◆ Provided entries ◆
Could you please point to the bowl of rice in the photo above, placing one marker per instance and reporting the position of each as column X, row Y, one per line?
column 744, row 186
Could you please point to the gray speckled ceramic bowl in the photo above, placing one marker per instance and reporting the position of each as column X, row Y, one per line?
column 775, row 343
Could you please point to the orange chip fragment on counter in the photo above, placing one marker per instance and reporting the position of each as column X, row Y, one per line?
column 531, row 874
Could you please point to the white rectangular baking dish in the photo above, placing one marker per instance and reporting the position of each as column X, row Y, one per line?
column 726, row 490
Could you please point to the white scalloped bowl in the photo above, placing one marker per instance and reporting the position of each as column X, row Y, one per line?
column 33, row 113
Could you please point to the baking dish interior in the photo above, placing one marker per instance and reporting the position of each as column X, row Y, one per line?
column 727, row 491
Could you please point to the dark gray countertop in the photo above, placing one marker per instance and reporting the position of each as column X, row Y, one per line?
---
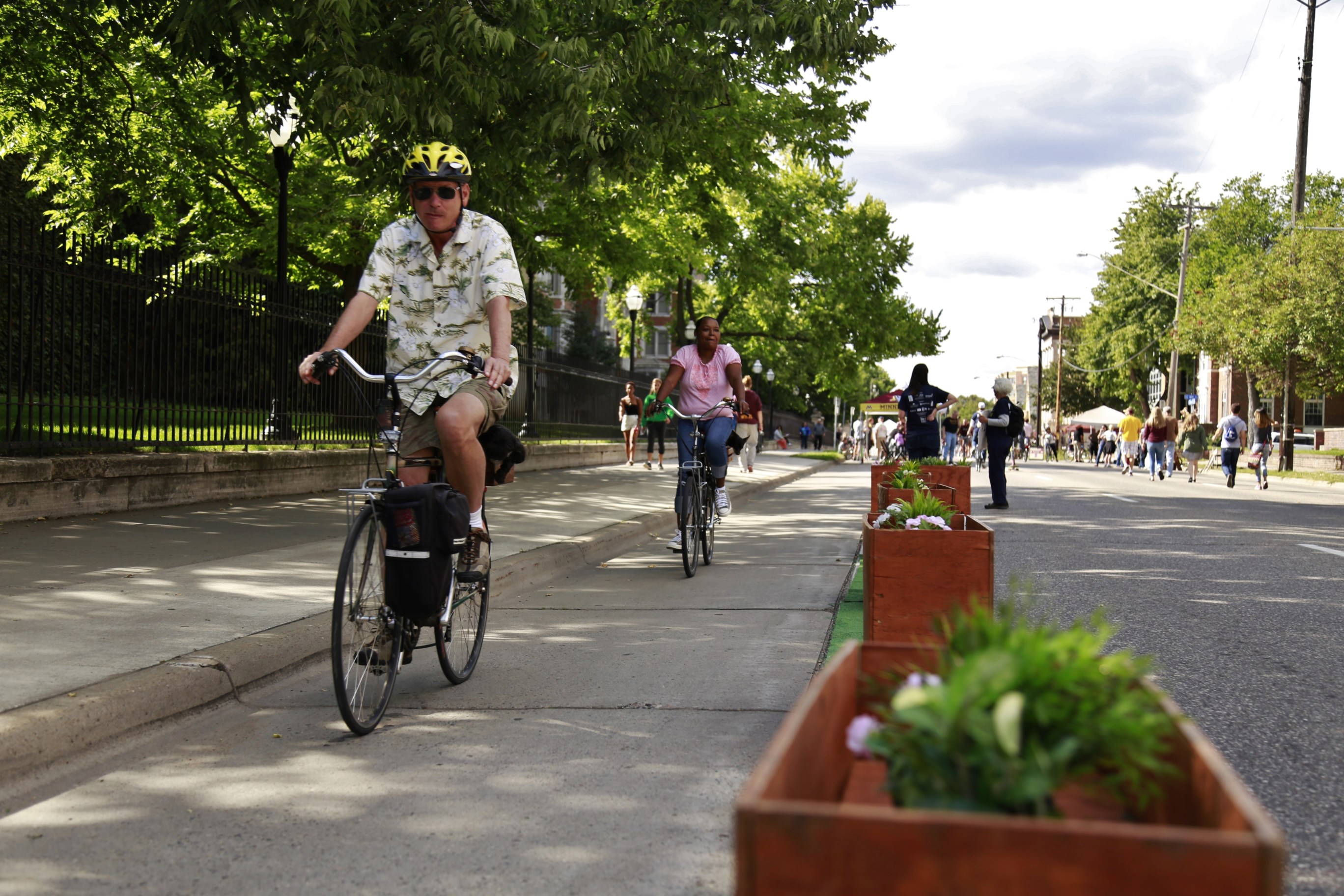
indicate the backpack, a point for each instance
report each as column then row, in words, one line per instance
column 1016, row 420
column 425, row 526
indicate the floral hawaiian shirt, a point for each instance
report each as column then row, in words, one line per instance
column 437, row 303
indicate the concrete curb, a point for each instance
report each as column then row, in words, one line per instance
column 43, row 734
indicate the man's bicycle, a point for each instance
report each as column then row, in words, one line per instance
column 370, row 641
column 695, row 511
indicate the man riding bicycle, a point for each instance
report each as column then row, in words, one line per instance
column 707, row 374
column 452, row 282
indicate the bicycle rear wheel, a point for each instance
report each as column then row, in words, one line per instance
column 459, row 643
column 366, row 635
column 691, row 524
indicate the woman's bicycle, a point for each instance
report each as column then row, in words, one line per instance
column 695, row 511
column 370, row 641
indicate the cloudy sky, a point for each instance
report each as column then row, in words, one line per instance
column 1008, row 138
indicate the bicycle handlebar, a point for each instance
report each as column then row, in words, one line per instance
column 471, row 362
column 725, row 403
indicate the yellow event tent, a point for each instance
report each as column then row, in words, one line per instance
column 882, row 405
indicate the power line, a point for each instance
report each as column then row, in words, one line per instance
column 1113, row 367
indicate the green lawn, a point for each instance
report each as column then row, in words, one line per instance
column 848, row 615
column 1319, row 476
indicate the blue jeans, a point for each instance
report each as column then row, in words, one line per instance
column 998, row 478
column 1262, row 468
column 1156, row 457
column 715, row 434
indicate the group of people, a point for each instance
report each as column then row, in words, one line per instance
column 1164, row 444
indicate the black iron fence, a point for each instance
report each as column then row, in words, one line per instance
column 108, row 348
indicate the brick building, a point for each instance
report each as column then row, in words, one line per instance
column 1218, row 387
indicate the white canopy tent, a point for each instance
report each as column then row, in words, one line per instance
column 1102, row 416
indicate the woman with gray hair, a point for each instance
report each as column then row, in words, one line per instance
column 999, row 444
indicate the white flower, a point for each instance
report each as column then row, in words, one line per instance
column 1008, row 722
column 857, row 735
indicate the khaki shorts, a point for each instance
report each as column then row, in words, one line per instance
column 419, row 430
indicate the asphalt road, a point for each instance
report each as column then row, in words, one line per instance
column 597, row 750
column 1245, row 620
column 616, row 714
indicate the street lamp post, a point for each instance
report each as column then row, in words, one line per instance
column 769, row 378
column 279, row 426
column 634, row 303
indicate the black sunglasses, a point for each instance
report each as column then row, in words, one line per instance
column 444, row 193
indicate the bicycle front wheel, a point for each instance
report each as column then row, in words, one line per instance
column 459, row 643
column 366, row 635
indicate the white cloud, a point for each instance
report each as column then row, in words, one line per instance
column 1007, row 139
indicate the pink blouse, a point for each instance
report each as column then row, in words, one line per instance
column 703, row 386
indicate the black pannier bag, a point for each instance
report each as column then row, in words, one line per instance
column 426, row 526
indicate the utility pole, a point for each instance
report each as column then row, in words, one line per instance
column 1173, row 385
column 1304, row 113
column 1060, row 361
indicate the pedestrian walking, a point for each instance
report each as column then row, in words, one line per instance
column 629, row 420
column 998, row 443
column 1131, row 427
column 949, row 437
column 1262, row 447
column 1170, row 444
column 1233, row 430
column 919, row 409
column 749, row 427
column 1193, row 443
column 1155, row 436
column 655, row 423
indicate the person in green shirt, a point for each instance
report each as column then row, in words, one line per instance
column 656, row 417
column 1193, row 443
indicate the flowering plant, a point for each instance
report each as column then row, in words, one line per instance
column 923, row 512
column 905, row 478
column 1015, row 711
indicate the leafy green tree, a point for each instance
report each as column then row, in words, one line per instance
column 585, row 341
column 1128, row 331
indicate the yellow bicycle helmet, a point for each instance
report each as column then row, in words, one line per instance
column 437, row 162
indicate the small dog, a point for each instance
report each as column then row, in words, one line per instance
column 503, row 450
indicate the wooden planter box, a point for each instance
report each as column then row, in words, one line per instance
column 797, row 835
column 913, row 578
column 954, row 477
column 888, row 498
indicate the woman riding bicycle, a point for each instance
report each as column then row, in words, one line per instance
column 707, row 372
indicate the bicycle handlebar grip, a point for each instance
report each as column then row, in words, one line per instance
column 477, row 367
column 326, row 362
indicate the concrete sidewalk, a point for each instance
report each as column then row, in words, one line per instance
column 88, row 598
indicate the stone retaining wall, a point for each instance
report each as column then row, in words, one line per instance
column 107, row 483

◆ What you need to do ◆
Rewrite the lines from the one with "indicate the bicycle rear" up to and including the one with "column 691, row 524", replacing "rear wheel" with "front wheel" and leaving everything else as it is.

◆ Problem solution ◆
indicate the bicycle front wheel, a point for each instance
report each as column then row, in words, one line per instance
column 459, row 643
column 366, row 635
column 691, row 524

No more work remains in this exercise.